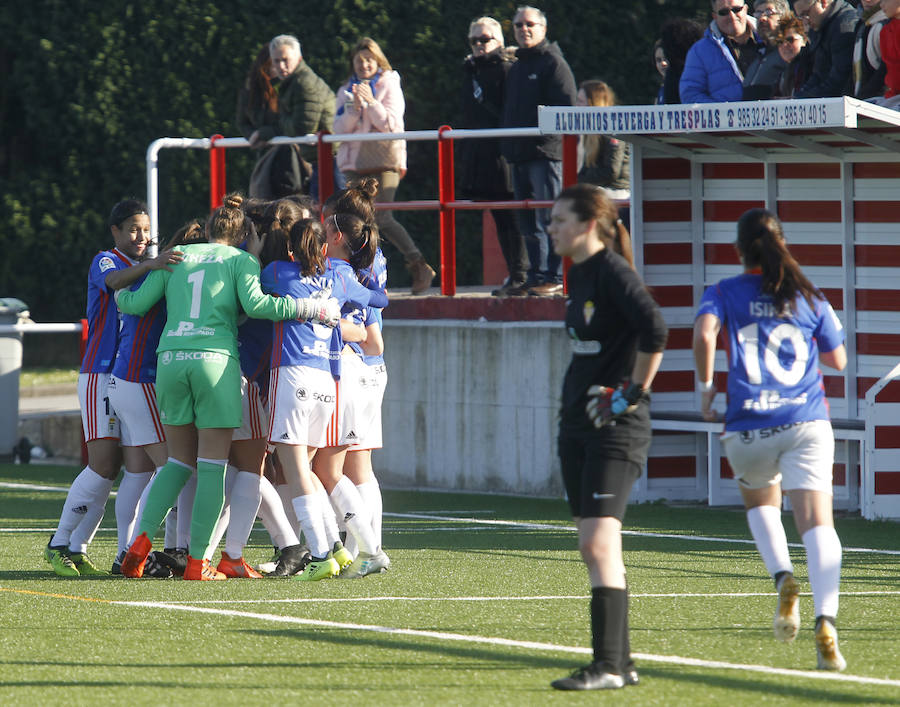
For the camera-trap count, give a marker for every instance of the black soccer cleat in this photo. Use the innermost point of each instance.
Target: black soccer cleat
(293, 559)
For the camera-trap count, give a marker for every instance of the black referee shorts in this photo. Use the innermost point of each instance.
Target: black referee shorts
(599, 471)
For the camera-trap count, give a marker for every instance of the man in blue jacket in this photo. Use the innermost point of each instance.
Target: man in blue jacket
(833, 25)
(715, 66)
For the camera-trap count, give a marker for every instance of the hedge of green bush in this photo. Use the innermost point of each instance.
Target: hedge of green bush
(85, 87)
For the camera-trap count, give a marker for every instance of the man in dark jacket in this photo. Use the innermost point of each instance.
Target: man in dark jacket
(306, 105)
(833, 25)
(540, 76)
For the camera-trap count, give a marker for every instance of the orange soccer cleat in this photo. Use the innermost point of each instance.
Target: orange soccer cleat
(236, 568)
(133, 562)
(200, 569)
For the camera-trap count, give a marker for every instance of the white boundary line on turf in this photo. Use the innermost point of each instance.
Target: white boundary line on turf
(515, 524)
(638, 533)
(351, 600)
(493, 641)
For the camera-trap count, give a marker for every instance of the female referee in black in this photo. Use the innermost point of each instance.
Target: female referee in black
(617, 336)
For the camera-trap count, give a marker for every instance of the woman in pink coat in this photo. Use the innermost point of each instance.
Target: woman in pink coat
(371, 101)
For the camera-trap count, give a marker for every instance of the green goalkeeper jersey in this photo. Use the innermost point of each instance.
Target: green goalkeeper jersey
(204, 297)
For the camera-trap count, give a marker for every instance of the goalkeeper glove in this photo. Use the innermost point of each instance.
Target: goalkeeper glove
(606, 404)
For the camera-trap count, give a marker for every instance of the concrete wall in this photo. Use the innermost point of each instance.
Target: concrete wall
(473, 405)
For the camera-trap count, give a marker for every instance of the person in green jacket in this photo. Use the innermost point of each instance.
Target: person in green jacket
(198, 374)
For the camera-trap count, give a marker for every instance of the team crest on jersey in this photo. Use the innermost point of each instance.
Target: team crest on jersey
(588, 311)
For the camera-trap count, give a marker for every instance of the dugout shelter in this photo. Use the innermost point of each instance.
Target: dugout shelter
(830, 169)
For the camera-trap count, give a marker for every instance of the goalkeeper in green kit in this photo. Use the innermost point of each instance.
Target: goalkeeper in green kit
....
### Task requirements
Your output should be an exact copy of every line from the one containing "of the dugout" through the end of the records.

### Response area
For the camera-trap count, give a marker for every instance of the dugout shelter in this photo. Use the innermost point of each instance.
Target: dugout shelter
(830, 169)
For the camera-trap count, give a marker for every instance of the goalkeeper in green kit in this photo. Use the innermost point of each instance.
Target: goalkeeper in green kit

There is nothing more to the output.